* What you are asked to do:
Send back all the data below, exactly as given.

(Referring expression pointing data)

Segment Open

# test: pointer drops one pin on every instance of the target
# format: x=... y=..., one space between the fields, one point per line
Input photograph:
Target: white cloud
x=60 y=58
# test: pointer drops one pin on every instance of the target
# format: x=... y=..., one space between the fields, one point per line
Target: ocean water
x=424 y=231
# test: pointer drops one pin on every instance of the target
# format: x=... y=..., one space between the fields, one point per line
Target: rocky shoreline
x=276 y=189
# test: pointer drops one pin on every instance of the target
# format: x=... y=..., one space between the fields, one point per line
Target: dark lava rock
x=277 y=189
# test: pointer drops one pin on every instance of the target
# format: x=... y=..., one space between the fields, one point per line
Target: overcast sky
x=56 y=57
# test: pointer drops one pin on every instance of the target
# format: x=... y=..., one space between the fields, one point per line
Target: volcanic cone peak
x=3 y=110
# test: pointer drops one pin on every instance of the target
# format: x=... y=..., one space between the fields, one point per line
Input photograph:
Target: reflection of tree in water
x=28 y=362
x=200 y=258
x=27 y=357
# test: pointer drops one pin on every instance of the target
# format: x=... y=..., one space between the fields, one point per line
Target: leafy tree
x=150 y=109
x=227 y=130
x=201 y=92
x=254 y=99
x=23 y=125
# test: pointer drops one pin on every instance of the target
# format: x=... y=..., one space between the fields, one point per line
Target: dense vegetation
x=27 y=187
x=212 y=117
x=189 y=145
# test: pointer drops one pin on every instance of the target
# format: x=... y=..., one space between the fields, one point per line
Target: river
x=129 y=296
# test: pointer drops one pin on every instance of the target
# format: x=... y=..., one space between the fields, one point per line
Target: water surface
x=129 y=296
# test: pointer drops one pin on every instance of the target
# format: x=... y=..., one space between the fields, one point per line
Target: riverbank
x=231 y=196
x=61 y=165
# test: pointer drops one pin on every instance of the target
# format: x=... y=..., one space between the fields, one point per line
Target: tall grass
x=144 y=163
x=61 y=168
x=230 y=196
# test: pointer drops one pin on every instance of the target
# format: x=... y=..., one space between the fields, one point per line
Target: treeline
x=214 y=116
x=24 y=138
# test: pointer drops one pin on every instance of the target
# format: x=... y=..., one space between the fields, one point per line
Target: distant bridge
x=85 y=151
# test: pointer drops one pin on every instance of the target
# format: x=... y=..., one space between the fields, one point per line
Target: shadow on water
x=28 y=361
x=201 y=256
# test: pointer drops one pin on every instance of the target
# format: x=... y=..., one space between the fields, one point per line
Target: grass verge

Segment Closed

* Problem solution:
# test: pointer drops one pin on every instance of the target
# format: x=... y=..., one space between the fields, one point per line
Input photograph:
Target: white cloud
x=60 y=58
# test: pointer drops one pin on every instance of the target
# format: x=... y=..., one space between the fields, one point per line
Target: ocean water
x=424 y=231
# test: pointer drops one pin on every instance of the target
# format: x=... y=..., one space between the fields, one point per line
Target: rocky shoreline
x=276 y=189
# test: pointer drops one pin on every instance of the target
# format: x=... y=..., one space between the fields, one point per line
Target: dark lava rock
x=277 y=189
# test: pointer drops one pin on every instance of the target
# format: x=... y=..., one space between the fields, one point per line
Target: overcast sky
x=56 y=57
# test: pointer drops one pin on every instance of the target
# format: x=... y=..., one space between the fields, one point per line
Target: volcanic cone peak
x=3 y=110
# test: pointer drops one pin on every instance of the target
# format: x=... y=..., one space between the fields, one point per line
Input photograph:
Target: reflection of tree in water
x=28 y=362
x=200 y=258
x=27 y=357
# test: pointer drops one pin on every instance of the target
# format: x=... y=..., one space between the fields, one point per line
Target: leafy tree
x=150 y=109
x=227 y=130
x=201 y=92
x=254 y=99
x=23 y=125
# test: pointer drops one pin on every instance of the target
# format: x=... y=..., one space between the fields, one point per line
Target: dense vegetation
x=27 y=187
x=212 y=117
x=189 y=145
# test: pointer drops one pin on every instance of the target
# format: x=... y=..., one space between the fields, one point per line
Target: river
x=129 y=296
# test: pointer drops one pin on every instance of the target
# format: x=... y=..., one space between the fields, one point per line
Target: water surface
x=129 y=296
# test: pointer drops one pin on every instance of the target
# format: x=... y=..., one space between the fields, one point per line
Target: riverbank
x=231 y=196
x=61 y=165
# test: pointer drops one pin on every instance of the target
# format: x=... y=..., one space between the fields, one point per line
Target: tall grass
x=144 y=163
x=61 y=168
x=230 y=196
# test: pointer drops one pin on every instance of the target
# format: x=... y=..., one space between the fields, one point per line
Target: treeline
x=214 y=116
x=24 y=138
# test: pointer drops one pin on every instance of the target
# format: x=... y=..., one space between the fields, one point per line
Target: distant bridge
x=85 y=151
# test: pointer drops one pin on every instance of the target
# format: x=... y=..., one space between the fields, one point per line
Target: shadow on water
x=28 y=361
x=201 y=256
# test: pointer drops one pin on every instance of the target
# format: x=... y=..., one space between the fields, one point per line
Target: grass verge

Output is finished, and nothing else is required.